— Provided data —
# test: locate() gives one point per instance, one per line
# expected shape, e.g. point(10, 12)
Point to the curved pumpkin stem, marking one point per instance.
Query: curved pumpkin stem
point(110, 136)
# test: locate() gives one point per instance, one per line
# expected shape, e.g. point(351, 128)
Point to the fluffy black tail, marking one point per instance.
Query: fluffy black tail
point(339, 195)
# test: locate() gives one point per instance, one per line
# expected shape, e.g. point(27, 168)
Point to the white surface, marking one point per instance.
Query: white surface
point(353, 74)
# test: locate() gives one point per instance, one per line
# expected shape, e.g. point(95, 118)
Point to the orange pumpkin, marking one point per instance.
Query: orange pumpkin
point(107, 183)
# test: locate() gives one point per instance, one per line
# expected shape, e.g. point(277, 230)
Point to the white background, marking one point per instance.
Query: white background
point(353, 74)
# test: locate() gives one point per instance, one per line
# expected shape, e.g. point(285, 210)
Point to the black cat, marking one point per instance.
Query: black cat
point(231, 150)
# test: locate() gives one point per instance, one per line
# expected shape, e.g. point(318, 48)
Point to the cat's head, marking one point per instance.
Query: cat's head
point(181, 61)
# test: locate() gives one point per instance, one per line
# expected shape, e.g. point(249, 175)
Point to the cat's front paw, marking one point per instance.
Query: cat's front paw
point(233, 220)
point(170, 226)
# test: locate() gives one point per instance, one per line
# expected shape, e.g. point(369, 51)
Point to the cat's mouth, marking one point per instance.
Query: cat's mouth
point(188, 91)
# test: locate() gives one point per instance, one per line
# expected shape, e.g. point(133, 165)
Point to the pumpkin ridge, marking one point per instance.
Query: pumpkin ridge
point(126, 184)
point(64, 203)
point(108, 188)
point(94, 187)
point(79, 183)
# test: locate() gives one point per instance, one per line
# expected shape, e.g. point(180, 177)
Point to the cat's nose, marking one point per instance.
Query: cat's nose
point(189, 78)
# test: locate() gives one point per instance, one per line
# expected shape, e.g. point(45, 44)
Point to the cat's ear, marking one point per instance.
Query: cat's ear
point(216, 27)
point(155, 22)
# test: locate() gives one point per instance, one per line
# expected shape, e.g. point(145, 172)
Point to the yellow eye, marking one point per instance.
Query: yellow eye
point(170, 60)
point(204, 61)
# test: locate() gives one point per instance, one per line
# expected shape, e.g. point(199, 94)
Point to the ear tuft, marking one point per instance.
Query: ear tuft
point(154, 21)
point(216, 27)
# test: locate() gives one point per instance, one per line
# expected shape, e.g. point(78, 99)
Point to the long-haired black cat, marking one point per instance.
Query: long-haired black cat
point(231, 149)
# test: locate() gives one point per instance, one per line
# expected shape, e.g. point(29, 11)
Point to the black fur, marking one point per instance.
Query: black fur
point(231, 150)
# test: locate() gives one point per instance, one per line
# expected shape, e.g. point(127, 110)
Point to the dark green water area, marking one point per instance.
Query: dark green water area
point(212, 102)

— Aim of the exercise —
Please output the complete set of records above without any alteration.

— Exercise result —
# test: locate() gives one point per instance, one per line
# expected shape, e.g. point(10, 12)
Point to the curved pumpkin stem, marking one point per instance.
Query: curved pumpkin stem
point(110, 136)
# test: locate() gives one point per instance, one per line
# expected shape, e.g. point(351, 128)
Point to the fluffy black tail, marking one point per instance.
Query: fluffy black tail
point(339, 195)
# test: locate() gives one point per instance, one per line
# expected shape, e.g. point(27, 168)
Point to the white surface, marking one point per instance.
Query: white surface
point(353, 74)
# test: locate() gives one point per instance, one per line
# expected shape, e.g. point(95, 118)
Point to the orange pumpkin, marking one point per instance.
Query: orange pumpkin
point(107, 183)
# test: locate() gives one point per instance, one per line
# expected shape, e.g. point(277, 230)
Point to the white background, marking one point per instance.
Query: white background
point(353, 74)
# test: locate() gives one point per instance, one per line
# expected shape, e.g. point(285, 210)
Point to the black cat, marking one point per instance.
Query: black cat
point(231, 150)
# test: locate() gives one point per instance, one per line
# expected shape, e.g. point(318, 48)
Point to the cat's head, marking one point per instance.
Query: cat's head
point(181, 61)
# test: locate() gives one point per instance, one per line
# expected shape, e.g. point(249, 175)
Point to the cat's front paw, marking one point per instance.
Query: cat's front paw
point(233, 220)
point(170, 226)
# test: locate() gives one point per instance, one per line
# expected shape, e.g. point(369, 51)
Point to the cat's mouth, marking one point per instance.
Query: cat's mouth
point(188, 91)
# test: locate() gives one point per instance, one per line
# expected shape, e.g. point(133, 165)
Point to the pumpkin ridge, marking one point per instance.
Query: pumpkin ridge
point(126, 184)
point(64, 203)
point(108, 188)
point(94, 187)
point(79, 183)
# test: locate() gives one point per instance, one per line
# expected shape, e.g. point(180, 177)
Point to the cat's nose, marking one point per instance.
Query: cat's nose
point(189, 78)
# test: locate() gives one point per instance, one per line
# expected shape, e.g. point(45, 44)
Point to the cat's ear, marking one point per instance.
Query: cat's ear
point(216, 27)
point(155, 22)
# test: locate() gives one point per instance, one per line
# expected shape, e.g. point(145, 172)
Point to the yellow eye, marking one point per instance.
Query: yellow eye
point(170, 60)
point(204, 61)
# test: locate() gives one point per instance, one per line
# expected shape, e.g. point(199, 94)
Point to the ear tuft, marking one point per instance.
Query: ear tuft
point(154, 21)
point(216, 27)
# test: locate() gives one point per instance, one per line
# expected shape, e.g. point(78, 99)
Point to the long-haired black cat, marking one point per instance.
Query: long-haired black cat
point(231, 149)
# test: locate() gives one point per instance, one per line
# expected shape, e.g. point(29, 11)
Point to the black fur, marking one point per instance.
Query: black fur
point(231, 150)
# test: locate() gives one point per instance, one per line
# expected shape, e.g. point(127, 110)
Point to the dark green water area, marking one point per instance.
Query: dark green water area
point(212, 102)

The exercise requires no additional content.